* EXERCISE DIRECTIONS *
The output should be identical to the entries that follow.

Items from a data source
****************************************

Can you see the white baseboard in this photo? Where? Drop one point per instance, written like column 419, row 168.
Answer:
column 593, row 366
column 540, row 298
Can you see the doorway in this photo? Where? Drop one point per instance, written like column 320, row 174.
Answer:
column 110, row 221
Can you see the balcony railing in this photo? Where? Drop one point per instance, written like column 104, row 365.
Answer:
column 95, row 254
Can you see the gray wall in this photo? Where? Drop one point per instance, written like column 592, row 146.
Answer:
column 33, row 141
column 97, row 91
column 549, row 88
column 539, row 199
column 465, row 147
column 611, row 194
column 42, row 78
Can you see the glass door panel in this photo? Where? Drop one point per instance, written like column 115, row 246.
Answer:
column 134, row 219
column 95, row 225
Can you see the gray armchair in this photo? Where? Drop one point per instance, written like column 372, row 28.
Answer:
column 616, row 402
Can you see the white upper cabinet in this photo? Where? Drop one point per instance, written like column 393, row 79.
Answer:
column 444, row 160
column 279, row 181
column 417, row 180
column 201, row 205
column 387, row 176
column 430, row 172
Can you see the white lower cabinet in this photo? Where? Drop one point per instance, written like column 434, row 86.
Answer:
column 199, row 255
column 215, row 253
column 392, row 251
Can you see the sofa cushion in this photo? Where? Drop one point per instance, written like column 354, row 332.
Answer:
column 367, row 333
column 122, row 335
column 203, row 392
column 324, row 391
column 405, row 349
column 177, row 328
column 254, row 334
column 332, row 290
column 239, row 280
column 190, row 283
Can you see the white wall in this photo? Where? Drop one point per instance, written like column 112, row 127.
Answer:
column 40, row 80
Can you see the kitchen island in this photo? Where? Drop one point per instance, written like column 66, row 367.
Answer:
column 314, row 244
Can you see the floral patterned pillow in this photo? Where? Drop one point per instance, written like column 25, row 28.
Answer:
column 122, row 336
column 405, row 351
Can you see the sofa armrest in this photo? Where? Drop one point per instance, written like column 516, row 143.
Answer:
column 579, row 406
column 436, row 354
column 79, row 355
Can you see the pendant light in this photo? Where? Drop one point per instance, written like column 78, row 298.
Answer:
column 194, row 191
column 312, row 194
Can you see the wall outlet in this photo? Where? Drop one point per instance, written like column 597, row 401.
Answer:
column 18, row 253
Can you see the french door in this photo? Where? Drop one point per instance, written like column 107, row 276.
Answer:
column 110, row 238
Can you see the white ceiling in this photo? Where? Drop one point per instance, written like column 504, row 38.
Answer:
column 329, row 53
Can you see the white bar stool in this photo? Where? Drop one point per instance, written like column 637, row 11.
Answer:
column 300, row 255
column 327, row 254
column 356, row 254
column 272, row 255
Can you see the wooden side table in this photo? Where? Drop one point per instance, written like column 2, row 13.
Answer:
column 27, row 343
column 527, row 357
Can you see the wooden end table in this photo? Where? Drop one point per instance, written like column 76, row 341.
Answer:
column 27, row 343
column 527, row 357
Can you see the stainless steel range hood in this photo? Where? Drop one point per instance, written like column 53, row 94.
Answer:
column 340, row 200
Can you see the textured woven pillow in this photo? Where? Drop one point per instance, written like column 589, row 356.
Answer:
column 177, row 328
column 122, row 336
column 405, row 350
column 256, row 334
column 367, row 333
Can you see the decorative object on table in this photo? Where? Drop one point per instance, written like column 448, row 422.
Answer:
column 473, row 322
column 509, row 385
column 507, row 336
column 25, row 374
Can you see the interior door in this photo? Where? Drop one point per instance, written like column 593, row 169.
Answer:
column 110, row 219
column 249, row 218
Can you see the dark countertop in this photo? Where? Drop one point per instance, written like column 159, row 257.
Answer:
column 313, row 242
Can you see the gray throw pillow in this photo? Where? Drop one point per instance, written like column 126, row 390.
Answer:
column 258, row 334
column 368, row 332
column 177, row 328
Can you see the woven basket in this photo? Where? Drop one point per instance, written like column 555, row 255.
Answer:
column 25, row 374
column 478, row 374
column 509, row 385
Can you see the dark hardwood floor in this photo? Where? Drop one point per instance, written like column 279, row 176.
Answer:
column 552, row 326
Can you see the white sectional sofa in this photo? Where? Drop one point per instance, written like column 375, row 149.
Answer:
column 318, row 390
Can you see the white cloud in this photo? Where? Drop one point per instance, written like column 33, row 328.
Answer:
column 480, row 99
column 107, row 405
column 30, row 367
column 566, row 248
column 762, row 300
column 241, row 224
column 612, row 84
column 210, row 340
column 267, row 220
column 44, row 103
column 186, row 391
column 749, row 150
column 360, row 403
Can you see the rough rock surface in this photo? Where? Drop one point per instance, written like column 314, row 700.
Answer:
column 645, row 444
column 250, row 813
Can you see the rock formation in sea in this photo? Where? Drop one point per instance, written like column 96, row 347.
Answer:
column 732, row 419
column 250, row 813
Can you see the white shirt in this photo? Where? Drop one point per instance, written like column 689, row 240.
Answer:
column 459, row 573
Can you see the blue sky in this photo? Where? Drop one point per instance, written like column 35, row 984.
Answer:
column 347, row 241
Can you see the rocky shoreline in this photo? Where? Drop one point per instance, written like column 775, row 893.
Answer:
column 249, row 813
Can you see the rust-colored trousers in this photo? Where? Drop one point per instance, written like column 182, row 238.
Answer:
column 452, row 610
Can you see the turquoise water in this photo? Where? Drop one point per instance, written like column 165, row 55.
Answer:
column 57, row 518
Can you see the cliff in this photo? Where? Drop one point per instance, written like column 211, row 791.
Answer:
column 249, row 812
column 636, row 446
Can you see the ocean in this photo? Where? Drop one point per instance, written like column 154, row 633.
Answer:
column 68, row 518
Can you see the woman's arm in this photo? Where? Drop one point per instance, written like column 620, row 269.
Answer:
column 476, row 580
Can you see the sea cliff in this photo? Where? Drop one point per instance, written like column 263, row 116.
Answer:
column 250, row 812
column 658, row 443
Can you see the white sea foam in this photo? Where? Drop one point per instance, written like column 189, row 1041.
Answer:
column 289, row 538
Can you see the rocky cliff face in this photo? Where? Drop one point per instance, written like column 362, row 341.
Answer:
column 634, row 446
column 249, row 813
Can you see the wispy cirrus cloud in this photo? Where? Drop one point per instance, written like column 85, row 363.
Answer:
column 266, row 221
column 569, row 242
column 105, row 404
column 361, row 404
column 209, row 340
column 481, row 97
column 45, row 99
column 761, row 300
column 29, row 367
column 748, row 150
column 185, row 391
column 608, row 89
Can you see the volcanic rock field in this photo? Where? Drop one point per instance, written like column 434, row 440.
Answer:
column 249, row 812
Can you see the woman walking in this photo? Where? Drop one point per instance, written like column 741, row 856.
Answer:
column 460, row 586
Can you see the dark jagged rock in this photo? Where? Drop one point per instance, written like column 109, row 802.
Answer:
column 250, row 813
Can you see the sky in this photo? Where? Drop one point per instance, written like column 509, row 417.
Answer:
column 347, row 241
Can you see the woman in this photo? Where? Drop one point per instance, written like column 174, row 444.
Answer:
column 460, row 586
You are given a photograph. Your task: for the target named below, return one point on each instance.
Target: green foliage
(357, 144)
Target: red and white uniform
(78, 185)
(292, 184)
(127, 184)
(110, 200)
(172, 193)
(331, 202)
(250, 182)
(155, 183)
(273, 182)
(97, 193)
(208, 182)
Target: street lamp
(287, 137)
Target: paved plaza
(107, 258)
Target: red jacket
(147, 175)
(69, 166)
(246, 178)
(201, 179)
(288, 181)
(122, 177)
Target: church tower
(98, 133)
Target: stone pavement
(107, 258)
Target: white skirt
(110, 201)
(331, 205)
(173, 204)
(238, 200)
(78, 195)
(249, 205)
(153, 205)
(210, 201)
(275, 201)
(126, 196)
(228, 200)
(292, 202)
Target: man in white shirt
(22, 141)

****************************************

* RESPONSE AREA *
Can you see the white baseboard in this photo? Where? Drop one point per instance, written like column 419, row 168.
Answer:
column 593, row 366
column 540, row 298
Can you see the doorway in this photo? Where? Drop one point per instance, written like column 320, row 174.
Answer:
column 110, row 221
Can you see the balcony railing in this photo? Where? Drop one point per instance, written like column 104, row 365.
Answer:
column 95, row 254
Can you see the gray wall in this photo? Where? Drop one point per instance, written like column 592, row 146.
Answer:
column 33, row 141
column 97, row 91
column 549, row 88
column 539, row 199
column 465, row 147
column 611, row 194
column 42, row 78
Can you see the glass door panel in this photo? Where? Drop one point per instance, written like column 115, row 246.
Answer:
column 134, row 219
column 95, row 225
Can you see the gray armchair in this photo? Where? Drop one point per instance, written like column 372, row 28.
Answer:
column 616, row 402
Can you see the white upper cabinet in this photo? Where? Drop one point per instance, written like column 393, row 79.
Answer:
column 444, row 160
column 279, row 181
column 417, row 180
column 201, row 205
column 387, row 176
column 430, row 172
Can you see the white lower cabinet in this photo? Where? Drop one point per instance, written like column 434, row 86.
Answer:
column 199, row 255
column 215, row 253
column 392, row 251
Can you see the sofa cushion in this photo? Where? Drop one point per instance, written like column 354, row 332.
Answer:
column 367, row 333
column 122, row 335
column 203, row 392
column 324, row 391
column 405, row 349
column 177, row 328
column 254, row 334
column 332, row 290
column 239, row 280
column 190, row 283
Can you see the white wall in this photo? Where? Drop one point per instance, written like column 112, row 127.
Answer:
column 40, row 80
Can you see the kitchen island in this photo? Where? Drop one point per instance, written like column 66, row 367.
Answer:
column 314, row 244
Can you see the floral patterned pillow in this photo? Where? Drop one point per instance, written like column 25, row 28.
Answer:
column 122, row 336
column 405, row 351
Can you see the sofa armrest in this photo? Where? Drop one point per instance, written like column 516, row 143.
Answer:
column 579, row 406
column 436, row 354
column 79, row 355
Can you see the pendant light in this photo? Where? Drop one point per instance, written like column 78, row 298.
Answer:
column 194, row 191
column 312, row 194
Can you see the wall outlet in this photo? Where? Drop one point per instance, written like column 597, row 401.
Answer:
column 18, row 253
Can you see the french door in this photo? Where? Drop one point per instance, written like column 107, row 276.
Answer:
column 110, row 238
Can you see the white ceiling in this photo? Where? Drop one point per instance, written like column 504, row 38.
Answer:
column 329, row 53
Can you see the white bar stool in this photo? Where? Drop one point per instance, written like column 637, row 11.
Answer:
column 300, row 255
column 327, row 254
column 356, row 254
column 272, row 255
Can you see the wooden side table in this photo? Where? Drop one point per instance, written like column 2, row 13.
Answer:
column 27, row 343
column 527, row 357
Can you see the wooden end table in this photo? Where? Drop one point per instance, written like column 76, row 341.
Answer:
column 27, row 343
column 527, row 357
Can you see the stainless steel range hood in this photo? Where? Drop one point per instance, written like column 53, row 94.
Answer:
column 340, row 200
Can you see the textured woven pillow in this photo? Where? Drop one point per instance, written like column 589, row 356.
Answer:
column 177, row 328
column 122, row 336
column 405, row 350
column 256, row 334
column 367, row 333
Can you see the decorative object on table in this photo? Where? Drop one point per instance, written like column 448, row 422.
Answer:
column 473, row 322
column 509, row 385
column 507, row 336
column 25, row 374
Can you see the interior door in this photo? Where? Drop one point per instance, written like column 593, row 169.
Answer:
column 110, row 219
column 249, row 218
Can you see the dark countertop in this photo? Where? Drop one point per instance, written like column 159, row 257.
Answer:
column 313, row 242
Can you see the gray throw pillow in this photo? Where? Drop one point per instance, written like column 126, row 390.
Answer:
column 258, row 334
column 368, row 332
column 177, row 328
Can you see the woven basket in this photo? Where? Drop one point per instance, written like column 555, row 255.
Answer:
column 25, row 374
column 478, row 374
column 509, row 385
Can you see the dark hardwood floor in this photo? Where? Drop one point per instance, written like column 279, row 176.
Answer:
column 552, row 326
Can you see the white sectional sofa in this photo? Where? Drop one point per instance, written like column 375, row 149.
Answer:
column 318, row 390
Can you see the white cloud in this photo? Where? Drop one point per instance, written like column 33, row 328.
Answer:
column 480, row 99
column 107, row 405
column 30, row 367
column 566, row 248
column 762, row 300
column 241, row 224
column 612, row 84
column 210, row 340
column 267, row 220
column 44, row 103
column 186, row 391
column 749, row 150
column 360, row 403
Can you see the rough rock surface in this photo? Where? Drop one point per instance, written like column 314, row 700.
Answer:
column 645, row 444
column 250, row 813
Can you see the rock formation in sea in this photo? Where? Drop one point per instance, written like column 96, row 347.
Answer:
column 732, row 419
column 250, row 813
Can you see the white shirt in this photo? Where? Drop one point per instance, written like column 689, row 240.
Answer:
column 459, row 573
Can you see the blue sky in this photo? Where? Drop one point per instance, written like column 35, row 984.
Answer:
column 347, row 241
Can you see the rocky shoreline in this photo? Where? Drop one point per instance, written like column 775, row 893.
Answer:
column 249, row 813
Can you see the rust-colored trousers in this photo? Where? Drop one point per instance, written like column 182, row 238.
Answer:
column 452, row 610
Can you see the turquoise water in this photo? Where? Drop one point per instance, written like column 165, row 55.
Answer:
column 57, row 518
Can you see the cliff in this photo? Where? Drop one point per instance, written like column 211, row 791.
Answer:
column 249, row 812
column 636, row 446
Can you see the ocean in this photo? Where? Drop one point per instance, written like column 154, row 633.
Answer:
column 68, row 518
Can you see the woman's arm in this photo? Where? Drop one point per instance, written like column 620, row 269.
Answer:
column 476, row 580
Can you see the sea cliff in this photo? Where? Drop one point per instance, written like column 263, row 116.
Answer:
column 250, row 812
column 658, row 443
Can you see the white sea foam in this photo? Where? Drop one point per instance, written like column 189, row 1041.
Answer:
column 289, row 538
Can you see the rocky cliff face in this photo? Where? Drop one point per instance, written like column 362, row 341.
Answer:
column 634, row 446
column 249, row 813
Can you see the wispy cirrus cloud in this photo? Where? Drop one point per instance, written like column 85, row 363.
Answer:
column 266, row 221
column 569, row 242
column 105, row 404
column 361, row 404
column 209, row 340
column 481, row 97
column 45, row 99
column 761, row 300
column 29, row 367
column 748, row 150
column 185, row 391
column 608, row 89
Can you see the volcanic rock field in this photo? Where? Drop one point per instance, written like column 434, row 440.
Answer:
column 249, row 812
Can you see the woman walking in this photo? Where? Drop one point per instance, written like column 741, row 856.
Answer:
column 460, row 586
Can you see the dark jagged rock in this photo? Where? Drop one point per instance, written like column 109, row 802.
Answer:
column 250, row 813
Can you see the sky in this photo? Where? Drop one point per instance, written like column 509, row 417.
Answer:
column 347, row 241
Can you see the woman in this photo? Where? Drop one point per instance, written like column 174, row 444.
Answer:
column 460, row 586
You are given a photograph. Your task: for the target named below, return one point on each instance.
Target: green foliage
(357, 144)
Target: red and white uniform
(78, 185)
(292, 184)
(127, 184)
(110, 200)
(172, 193)
(331, 202)
(250, 182)
(155, 183)
(273, 182)
(97, 193)
(208, 182)
Target: street lamp
(287, 137)
Target: paved plaza
(107, 258)
Target: red jacket
(147, 175)
(69, 166)
(246, 178)
(201, 179)
(288, 181)
(122, 177)
Target: church tower
(98, 133)
Target: stone pavement
(107, 258)
Target: white skirt
(110, 201)
(331, 205)
(173, 204)
(238, 200)
(78, 195)
(249, 205)
(153, 205)
(210, 201)
(275, 201)
(126, 196)
(228, 200)
(292, 202)
Target: man in white shirt
(22, 141)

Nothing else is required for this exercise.